• _Problem statement_
The response should hold every record from the listing that follows, verbatim, and no pictures.

• _Entries shown_
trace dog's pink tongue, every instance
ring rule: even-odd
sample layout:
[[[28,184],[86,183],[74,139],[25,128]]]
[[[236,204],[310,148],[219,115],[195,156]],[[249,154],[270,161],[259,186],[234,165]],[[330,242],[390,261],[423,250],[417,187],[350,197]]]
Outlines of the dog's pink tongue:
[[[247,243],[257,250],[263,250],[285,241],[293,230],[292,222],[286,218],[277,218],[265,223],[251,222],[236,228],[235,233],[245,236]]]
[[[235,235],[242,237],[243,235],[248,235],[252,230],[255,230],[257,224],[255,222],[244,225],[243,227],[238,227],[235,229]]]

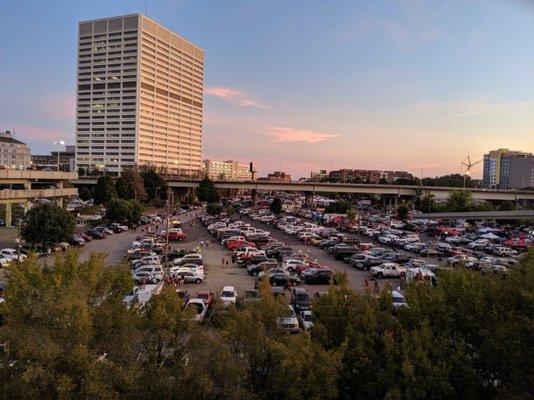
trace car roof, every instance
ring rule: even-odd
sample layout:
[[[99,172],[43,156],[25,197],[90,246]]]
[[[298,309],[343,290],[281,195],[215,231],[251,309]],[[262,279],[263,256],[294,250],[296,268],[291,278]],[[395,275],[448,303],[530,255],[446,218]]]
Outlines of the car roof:
[[[224,292],[226,292],[226,291],[234,291],[235,288],[234,288],[233,286],[224,286],[224,287],[222,288],[222,290],[223,290]]]

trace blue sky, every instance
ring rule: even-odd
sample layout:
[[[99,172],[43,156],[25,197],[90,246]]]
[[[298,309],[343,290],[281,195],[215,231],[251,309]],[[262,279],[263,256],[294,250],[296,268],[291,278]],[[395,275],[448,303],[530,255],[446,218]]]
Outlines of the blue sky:
[[[434,176],[534,151],[527,0],[3,0],[0,129],[34,153],[72,142],[78,21],[145,5],[206,52],[206,158]]]

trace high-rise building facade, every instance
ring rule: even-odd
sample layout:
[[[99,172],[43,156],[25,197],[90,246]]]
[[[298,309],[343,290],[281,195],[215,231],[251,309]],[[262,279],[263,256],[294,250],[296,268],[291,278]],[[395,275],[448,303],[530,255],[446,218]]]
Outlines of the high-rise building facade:
[[[211,180],[252,180],[252,172],[250,171],[250,165],[239,164],[239,162],[233,160],[204,160],[204,174]]]
[[[482,183],[493,189],[534,186],[534,156],[532,153],[508,149],[484,154]]]
[[[202,169],[204,52],[151,19],[79,24],[76,166]]]
[[[515,152],[501,158],[500,189],[534,187],[534,155]]]

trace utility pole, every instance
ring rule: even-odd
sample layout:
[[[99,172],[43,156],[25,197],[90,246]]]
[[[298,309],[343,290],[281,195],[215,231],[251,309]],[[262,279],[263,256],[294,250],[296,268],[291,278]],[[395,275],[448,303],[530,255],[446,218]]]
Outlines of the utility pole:
[[[171,210],[171,190],[167,186],[167,212],[166,212],[166,224],[165,229],[165,268],[167,268],[167,260],[169,256],[169,219],[170,219],[170,210]]]

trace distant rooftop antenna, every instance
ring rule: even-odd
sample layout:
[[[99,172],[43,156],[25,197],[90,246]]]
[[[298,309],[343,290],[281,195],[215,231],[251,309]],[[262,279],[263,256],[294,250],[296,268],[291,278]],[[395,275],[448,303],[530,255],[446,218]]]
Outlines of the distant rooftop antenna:
[[[471,157],[467,156],[460,163],[460,164],[464,165],[465,168],[466,168],[465,169],[465,173],[464,173],[464,189],[465,189],[465,180],[467,178],[467,175],[469,175],[471,173],[471,168],[473,168],[475,165],[480,164],[482,161],[484,161],[484,160],[478,160],[478,161],[475,161],[475,162],[471,162]]]
[[[145,17],[148,17],[148,5],[145,3]]]

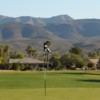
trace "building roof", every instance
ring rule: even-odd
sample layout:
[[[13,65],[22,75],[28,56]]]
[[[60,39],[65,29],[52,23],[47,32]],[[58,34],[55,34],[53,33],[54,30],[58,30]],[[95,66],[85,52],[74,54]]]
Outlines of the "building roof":
[[[89,59],[92,63],[97,64],[99,59]]]
[[[43,64],[44,62],[38,59],[23,58],[23,59],[9,59],[9,63]]]

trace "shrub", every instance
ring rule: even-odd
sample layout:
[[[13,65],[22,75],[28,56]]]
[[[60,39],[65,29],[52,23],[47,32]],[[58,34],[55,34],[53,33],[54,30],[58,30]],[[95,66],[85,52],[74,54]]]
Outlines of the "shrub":
[[[21,70],[22,71],[22,70],[24,70],[24,68],[25,68],[24,64],[13,64],[11,69],[13,69],[13,70]]]
[[[89,69],[94,69],[94,68],[95,68],[95,64],[92,63],[92,62],[89,62],[89,63],[87,64],[87,66],[88,66]]]

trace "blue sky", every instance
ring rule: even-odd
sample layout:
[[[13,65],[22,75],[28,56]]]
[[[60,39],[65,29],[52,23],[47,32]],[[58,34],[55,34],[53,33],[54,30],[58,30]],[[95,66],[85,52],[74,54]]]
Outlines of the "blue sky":
[[[63,14],[75,19],[100,19],[100,0],[0,0],[0,15],[52,17]]]

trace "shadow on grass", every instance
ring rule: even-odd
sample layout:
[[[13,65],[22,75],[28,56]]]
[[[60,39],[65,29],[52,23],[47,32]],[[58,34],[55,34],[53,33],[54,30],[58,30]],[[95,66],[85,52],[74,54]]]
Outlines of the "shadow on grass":
[[[92,73],[92,72],[86,72],[86,71],[71,71],[71,72],[60,72],[60,74],[69,74],[69,75],[100,75],[100,73]]]
[[[85,72],[62,72],[61,74],[85,75]]]
[[[82,81],[82,82],[93,82],[93,83],[99,83],[99,82],[100,82],[100,80],[98,80],[98,79],[88,79],[88,80],[83,79],[83,80],[77,80],[77,81]]]
[[[100,75],[100,73],[86,73],[87,75]]]

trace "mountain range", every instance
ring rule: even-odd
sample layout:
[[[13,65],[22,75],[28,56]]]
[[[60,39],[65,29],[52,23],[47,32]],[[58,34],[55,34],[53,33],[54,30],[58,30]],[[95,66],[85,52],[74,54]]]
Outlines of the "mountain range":
[[[53,51],[66,52],[71,46],[80,46],[84,51],[99,50],[100,19],[0,16],[0,41],[10,44],[13,50],[25,50],[27,45],[43,50],[47,40],[52,42]]]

• _Written answer_
trace dog's pink tongue, every instance
ring rule: even-odd
sample layout:
[[[28,184],[86,183],[74,139],[25,128]]]
[[[236,204],[310,148],[219,115],[195,156]],[[249,154],[270,161],[259,186],[234,165]],[[330,242],[390,261],[423,250],[417,187],[350,197]]]
Outlines of the dog's pink tongue:
[[[247,243],[257,250],[263,250],[285,241],[293,230],[292,222],[286,218],[277,218],[265,223],[251,222],[236,228],[235,233],[245,236]]]
[[[235,235],[242,237],[243,235],[248,235],[252,230],[255,230],[257,224],[255,222],[244,225],[243,227],[238,227],[235,229]]]

trace car roof, every instance
ring rule: even-odd
sample layout:
[[[99,172],[43,156],[25,197],[90,246]]]
[[[298,309],[343,290],[281,195],[215,231],[251,309]],[[262,279],[263,256],[294,250],[296,268],[291,278]],[[395,275],[448,303],[530,255],[446,218]]]
Outlines of the car roof:
[[[224,292],[226,292],[226,291],[234,291],[235,288],[234,288],[233,286],[224,286],[224,287],[222,288],[222,290],[223,290]]]

trace blue sky, every instance
ring rule: even-odd
sample layout:
[[[99,172],[43,156],[25,197],[90,246]]]
[[[298,309],[343,290],[281,195],[215,231],[251,309]],[[262,279],[263,256],[294,250],[296,268],[291,278]],[[395,275],[448,303],[530,255],[446,218]]]
Outlines of the blue sky:
[[[434,176],[534,151],[527,0],[3,0],[0,129],[34,153],[72,142],[78,21],[145,5],[206,52],[206,158]]]

trace high-rise building facade, every instance
ring rule: even-odd
sample layout:
[[[99,172],[43,156],[25,197],[90,246]]]
[[[298,309],[343,290],[281,195],[215,231],[251,309]],[[262,279],[263,256],[294,250],[296,268],[291,278]],[[395,275],[448,303],[530,255],[446,218]]]
Outlines of the high-rise building facade:
[[[211,180],[252,180],[252,172],[250,171],[250,165],[239,164],[239,162],[233,160],[204,160],[204,174]]]
[[[482,183],[493,189],[534,186],[534,156],[532,153],[508,149],[484,154]]]
[[[202,169],[204,52],[151,19],[79,24],[76,166]]]
[[[515,152],[501,158],[500,189],[534,187],[534,155]]]

trace utility pole, every instance
ring rule: even-odd
sample layout:
[[[99,172],[43,156],[25,197],[90,246]]]
[[[298,309],[343,290],[281,195],[215,231],[251,309]],[[262,279],[263,256],[294,250],[296,268],[291,278]],[[395,275],[448,303],[530,255],[446,218]]]
Outlines of the utility pole:
[[[171,210],[171,190],[167,186],[167,212],[166,212],[166,224],[165,229],[165,268],[167,268],[167,260],[169,256],[169,219],[170,219],[170,210]]]

trace distant rooftop antenna, every instance
ring rule: even-odd
sample layout:
[[[99,172],[43,156],[25,197],[90,246]]]
[[[298,309],[343,290],[281,195],[215,231],[251,309]],[[262,279],[263,256],[294,250],[296,268],[291,278]],[[395,275],[448,303],[530,255],[446,218]]]
Outlines of the distant rooftop antenna:
[[[471,157],[467,156],[460,163],[460,164],[464,165],[465,168],[466,168],[465,169],[465,173],[464,173],[464,189],[465,189],[465,180],[467,178],[467,175],[469,175],[471,173],[471,168],[473,168],[475,165],[480,164],[482,161],[484,161],[484,160],[478,160],[478,161],[475,161],[475,162],[471,162]]]
[[[145,17],[148,17],[148,5],[145,3]]]

trace "building roof", every instance
ring rule: even-odd
sample layout:
[[[13,65],[22,75],[28,56]]]
[[[60,39],[65,29],[52,23],[47,32]],[[58,34],[55,34],[53,33],[54,30],[58,30]],[[95,66],[85,52],[74,54]]]
Outlines of the "building roof":
[[[89,59],[92,63],[97,64],[99,59]]]
[[[43,64],[44,62],[38,59],[23,58],[23,59],[9,59],[9,63]]]

trace "shrub", every instance
ring rule: even-odd
sample layout:
[[[13,65],[22,75],[28,56]]]
[[[60,39],[65,29],[52,23],[47,32]],[[58,34],[55,34],[53,33],[54,30],[58,30]],[[95,66],[85,52],[74,54]]]
Outlines of the "shrub":
[[[21,70],[22,71],[22,70],[24,70],[24,68],[25,68],[24,64],[13,64],[11,69],[13,69],[13,70]]]
[[[89,69],[94,69],[94,68],[95,68],[95,64],[92,63],[92,62],[89,62],[89,63],[87,64],[87,66],[88,66]]]

trace "blue sky", every instance
ring rule: even-odd
sample layout:
[[[13,65],[22,75],[28,56]]]
[[[60,39],[65,29],[52,23],[47,32]],[[58,34],[55,34],[53,33],[54,30],[58,30]],[[95,66],[85,52],[74,54]]]
Outlines of the "blue sky":
[[[63,14],[75,19],[100,19],[100,0],[0,0],[0,15],[52,17]]]

trace "shadow on grass", every instance
ring rule: even-odd
sample layout:
[[[13,65],[22,75],[28,56]]]
[[[60,39],[65,29],[52,23],[47,32]],[[58,34],[55,34],[53,33],[54,30],[58,30]],[[95,66],[85,52],[74,54]]]
Outlines of the "shadow on grass":
[[[92,73],[92,72],[86,72],[86,71],[71,71],[71,72],[60,72],[60,74],[69,74],[69,75],[100,75],[100,73]]]
[[[85,72],[62,72],[61,74],[85,75]]]
[[[82,81],[82,82],[93,82],[93,83],[99,83],[99,82],[100,82],[100,80],[98,80],[98,79],[88,79],[88,80],[83,79],[83,80],[77,80],[77,81]]]
[[[100,75],[100,73],[86,73],[87,75]]]

trace "mountain range", every instance
ring rule: even-odd
sample layout:
[[[13,65],[22,75],[28,56]]]
[[[60,39],[65,29],[52,23],[47,32]],[[58,34],[55,34],[53,33],[54,30],[58,30]],[[95,66],[85,52],[74,54]]]
Outlines of the "mountain range":
[[[53,51],[66,52],[71,46],[80,46],[84,51],[99,50],[100,19],[0,16],[0,41],[10,44],[13,50],[25,50],[27,45],[43,50],[47,40],[52,42]]]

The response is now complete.